Más que nunca necesitamos proyectar sobre la historia la verdad cristiana del Misterio de Pascua, la referencia a Quien ha triunfado sobre la muerte y convierte todo sufrimiento en semilla de gloria. 

Puede parecer un recurso débil tener que iluminar la noche de la prueba con la luz de la Pascua Cristiana, cuando la apelación a la técnica y a la ciencia se hace insoslayable. Y, sin embargo, resuena la oración del resto de Israel en tiempos del exilio: “En este momento no tenemos príncipes, | ni profetas, ni jefes; | ni holocausto, ni sacrificios, | ni ofrendas, ni incienso; | ni un sitio donde ofrecerte primicias, | para alcanzar misericordia. Por eso, acepta nuestro corazón contrito | y nuestro espíritu humilde. Ahora te seguimos de todo corazón, | te respetamos, y buscamos tu rostro; | no nos defraudes, Señor; trátanos según tu piedad, | según tu gran misericordia. Líbranos con tu poder maravilloso | y da gloria a tu nombre, Señor” (Dn 3, 38-39. 41-43). Y el salmista nos invita a confiar: “Espera en el Señor, sé valiente, ten ánimo, espera en el Señor” (Sal 26).

____________________

INSTRUCCIONES:
[1] Según el texto sobre la Pascua cristiana, ¿qué oración resuena?
[2] Sustituye "semilla" por "fruto" en el texto sobre la Pascua cristiana y escribe el fragmento que va desde "Más que nunca" hasta "semilla de gloria.", ambos incluidos.
[3] Prosigue el texto sobre la Pascua cristiana a partir de su última oración.

(Datos de expresiones referenciales)
____________________

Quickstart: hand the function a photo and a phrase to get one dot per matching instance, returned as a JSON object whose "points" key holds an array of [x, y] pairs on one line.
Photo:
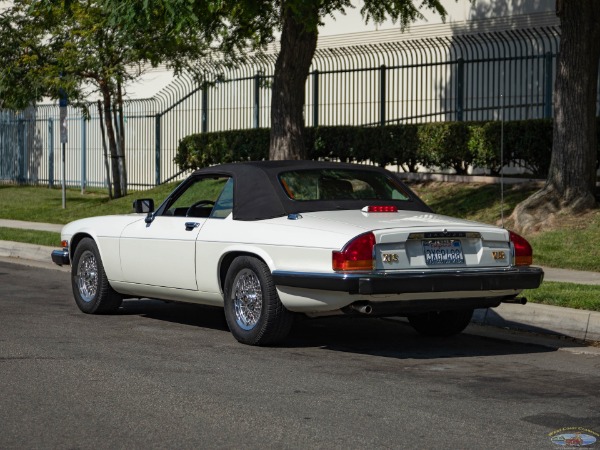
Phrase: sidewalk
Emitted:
{"points": [[543, 319]]}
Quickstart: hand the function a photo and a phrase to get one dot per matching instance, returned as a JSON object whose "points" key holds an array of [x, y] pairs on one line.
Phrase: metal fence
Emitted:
{"points": [[471, 77]]}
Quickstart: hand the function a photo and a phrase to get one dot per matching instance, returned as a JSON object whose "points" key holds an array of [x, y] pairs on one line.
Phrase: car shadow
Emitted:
{"points": [[370, 336], [181, 313]]}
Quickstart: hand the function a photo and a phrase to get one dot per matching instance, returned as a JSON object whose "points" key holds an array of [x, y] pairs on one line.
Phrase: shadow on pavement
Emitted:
{"points": [[368, 336]]}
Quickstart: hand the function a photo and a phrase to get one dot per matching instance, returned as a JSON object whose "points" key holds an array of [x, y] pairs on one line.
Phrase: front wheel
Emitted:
{"points": [[441, 323], [254, 313], [93, 294]]}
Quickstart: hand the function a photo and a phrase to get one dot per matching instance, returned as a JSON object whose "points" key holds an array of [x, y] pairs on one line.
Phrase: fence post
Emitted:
{"points": [[50, 152], [83, 155], [382, 95], [315, 76], [548, 85], [21, 159], [157, 149], [460, 89], [204, 126], [257, 100]]}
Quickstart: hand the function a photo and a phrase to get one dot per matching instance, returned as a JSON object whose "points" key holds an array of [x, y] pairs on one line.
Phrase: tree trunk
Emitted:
{"points": [[112, 142], [120, 124], [108, 182], [298, 44], [571, 182]]}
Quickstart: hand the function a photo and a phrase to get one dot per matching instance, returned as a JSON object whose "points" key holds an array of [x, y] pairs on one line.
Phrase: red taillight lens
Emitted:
{"points": [[356, 254], [523, 250], [382, 208]]}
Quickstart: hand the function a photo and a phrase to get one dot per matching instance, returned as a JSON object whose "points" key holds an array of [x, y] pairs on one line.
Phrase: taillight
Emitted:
{"points": [[380, 208], [523, 250], [356, 254]]}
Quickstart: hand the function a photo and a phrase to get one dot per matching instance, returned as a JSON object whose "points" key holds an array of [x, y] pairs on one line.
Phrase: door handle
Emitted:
{"points": [[189, 226]]}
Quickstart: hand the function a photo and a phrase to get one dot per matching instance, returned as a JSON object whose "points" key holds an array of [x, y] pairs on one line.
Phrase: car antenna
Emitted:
{"points": [[502, 149]]}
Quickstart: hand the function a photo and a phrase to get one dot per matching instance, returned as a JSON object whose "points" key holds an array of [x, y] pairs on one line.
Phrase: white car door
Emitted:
{"points": [[162, 253]]}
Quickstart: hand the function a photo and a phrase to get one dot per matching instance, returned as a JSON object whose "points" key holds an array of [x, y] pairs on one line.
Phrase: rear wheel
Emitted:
{"points": [[441, 323], [93, 294], [254, 313]]}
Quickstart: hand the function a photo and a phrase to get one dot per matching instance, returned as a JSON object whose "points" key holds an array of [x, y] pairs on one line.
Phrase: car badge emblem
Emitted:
{"points": [[499, 255], [389, 257]]}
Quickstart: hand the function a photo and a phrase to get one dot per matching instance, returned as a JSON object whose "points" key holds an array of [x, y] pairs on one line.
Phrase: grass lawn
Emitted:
{"points": [[30, 236], [571, 295], [41, 204]]}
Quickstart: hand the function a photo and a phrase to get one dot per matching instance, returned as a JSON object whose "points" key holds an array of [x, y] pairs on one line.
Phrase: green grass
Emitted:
{"points": [[569, 295], [574, 245], [30, 236], [38, 204], [570, 247], [480, 202]]}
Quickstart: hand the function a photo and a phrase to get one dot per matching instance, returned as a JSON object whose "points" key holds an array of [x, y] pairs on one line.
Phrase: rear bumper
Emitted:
{"points": [[61, 257], [372, 283]]}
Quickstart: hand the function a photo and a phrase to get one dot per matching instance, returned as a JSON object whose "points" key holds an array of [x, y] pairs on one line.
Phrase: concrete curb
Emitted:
{"points": [[543, 319], [32, 252], [38, 226]]}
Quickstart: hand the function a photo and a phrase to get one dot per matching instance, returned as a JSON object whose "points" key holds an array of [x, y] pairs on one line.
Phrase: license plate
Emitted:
{"points": [[443, 251]]}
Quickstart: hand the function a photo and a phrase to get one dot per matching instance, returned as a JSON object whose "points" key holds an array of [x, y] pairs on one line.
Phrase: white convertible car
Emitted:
{"points": [[271, 240]]}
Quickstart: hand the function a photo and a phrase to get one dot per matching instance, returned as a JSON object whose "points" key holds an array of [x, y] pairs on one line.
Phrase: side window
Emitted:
{"points": [[224, 204], [199, 198]]}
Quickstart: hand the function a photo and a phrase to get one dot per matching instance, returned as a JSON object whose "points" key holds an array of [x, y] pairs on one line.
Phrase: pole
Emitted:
{"points": [[63, 102], [64, 183]]}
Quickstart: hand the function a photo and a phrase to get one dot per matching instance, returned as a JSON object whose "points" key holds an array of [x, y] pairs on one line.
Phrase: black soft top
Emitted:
{"points": [[258, 193]]}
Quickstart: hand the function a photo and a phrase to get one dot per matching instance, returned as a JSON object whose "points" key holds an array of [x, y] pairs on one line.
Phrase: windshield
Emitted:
{"points": [[340, 184]]}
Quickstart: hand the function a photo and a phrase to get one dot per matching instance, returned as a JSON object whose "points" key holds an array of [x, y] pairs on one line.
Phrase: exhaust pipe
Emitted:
{"points": [[362, 308], [518, 301]]}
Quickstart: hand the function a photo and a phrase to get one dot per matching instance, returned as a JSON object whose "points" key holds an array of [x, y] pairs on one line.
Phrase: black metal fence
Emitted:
{"points": [[471, 77]]}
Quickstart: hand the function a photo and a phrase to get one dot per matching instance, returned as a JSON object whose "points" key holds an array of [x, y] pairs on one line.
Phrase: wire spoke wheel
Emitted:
{"points": [[247, 299], [91, 289], [87, 276], [253, 310]]}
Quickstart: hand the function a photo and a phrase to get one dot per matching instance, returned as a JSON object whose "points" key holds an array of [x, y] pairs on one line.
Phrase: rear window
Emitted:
{"points": [[334, 184]]}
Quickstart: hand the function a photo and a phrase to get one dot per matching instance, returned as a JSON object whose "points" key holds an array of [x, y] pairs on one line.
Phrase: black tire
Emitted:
{"points": [[254, 313], [441, 323], [93, 294]]}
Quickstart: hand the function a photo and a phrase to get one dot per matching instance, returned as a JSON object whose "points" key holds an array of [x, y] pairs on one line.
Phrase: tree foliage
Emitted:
{"points": [[236, 29], [571, 184], [49, 47]]}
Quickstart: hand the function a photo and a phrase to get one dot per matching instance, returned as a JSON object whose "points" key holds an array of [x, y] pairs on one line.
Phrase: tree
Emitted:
{"points": [[571, 184], [237, 27]]}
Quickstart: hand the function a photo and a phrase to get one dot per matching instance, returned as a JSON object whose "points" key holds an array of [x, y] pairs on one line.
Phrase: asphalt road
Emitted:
{"points": [[161, 375]]}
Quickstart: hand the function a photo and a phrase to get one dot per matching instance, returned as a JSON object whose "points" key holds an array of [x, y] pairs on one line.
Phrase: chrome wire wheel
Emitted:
{"points": [[247, 299], [87, 276]]}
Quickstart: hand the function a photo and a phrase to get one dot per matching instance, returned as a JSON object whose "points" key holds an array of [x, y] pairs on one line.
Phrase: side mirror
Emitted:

____________________

RESPUESTAS:
[1] La oración del resto de Israel en tiempos del exilio.

[2]
Más que nunca necesitamos proyectar sobre la historia la verdad cristiana del Misterio de Pascua, la referencia a Quien ha triunfado sobre la muerte y convierte todo sufrimiento en fruto de gloria.

[3]
Escribo desde el mundo rural, y desde un espacio monástico. Sorprendentemente, en estos momentos de intemperie, se descubre la sabiduría del modo de vida de quienes permanecen en el desierto y atraviesan las jornadas de manera rítmica, como si fuera una danza que gira del ora al labora.  La disciplina del horario, la dedicación equilibrada del tiempo al trabajo, a la oración, al descanso, a la convivencia, revela una forma de vida doméstica que supera el estrés, la ansiedad por lo novedoso y la agitación extrovertida, porque se ancla la vida en Dios y se vive en la esencialidad. 

El monacato se ha convertido en profecía. Pero los monjes y contemplativos viven de esa forma por amor. No es una norma la vida en el desierto, pero es testimonio que demuestra otra forma de vivir.  Anticipo de la vida que no acaba. 

Cristo resucitado es la razón de nuestra esperanza y motivo de afrontar las pruebas con serenidad, sabiendo que todo conduce al bien. ¡Feliz Pascua de Resurrección!

Por Jesús Montejano

(Delegación de Piedad Popular, Cofradías y Hermandades)

 

 

Nos encontramos, seguramente, en la Semana Santa más atípica de las que podamos celebrar a lo largo de nuestra vida.

Unos días en los que aflora la piedad popular en numerosas manifestaciones religiosas de las que, por las circunstancias en que nos encontramos, tenemos que prescindir.

La Piedad Popular es una auténtica espiritualidad, un medio para acceder al misterio de Dios a través de unas maneras de hacer y  de pensar, mediado por una serie de prácticas piadosas. Esto lo podemos ver con más objetividad con la distancia, en un momento en que no podemos realizar dichas prácticas, por razones mayores.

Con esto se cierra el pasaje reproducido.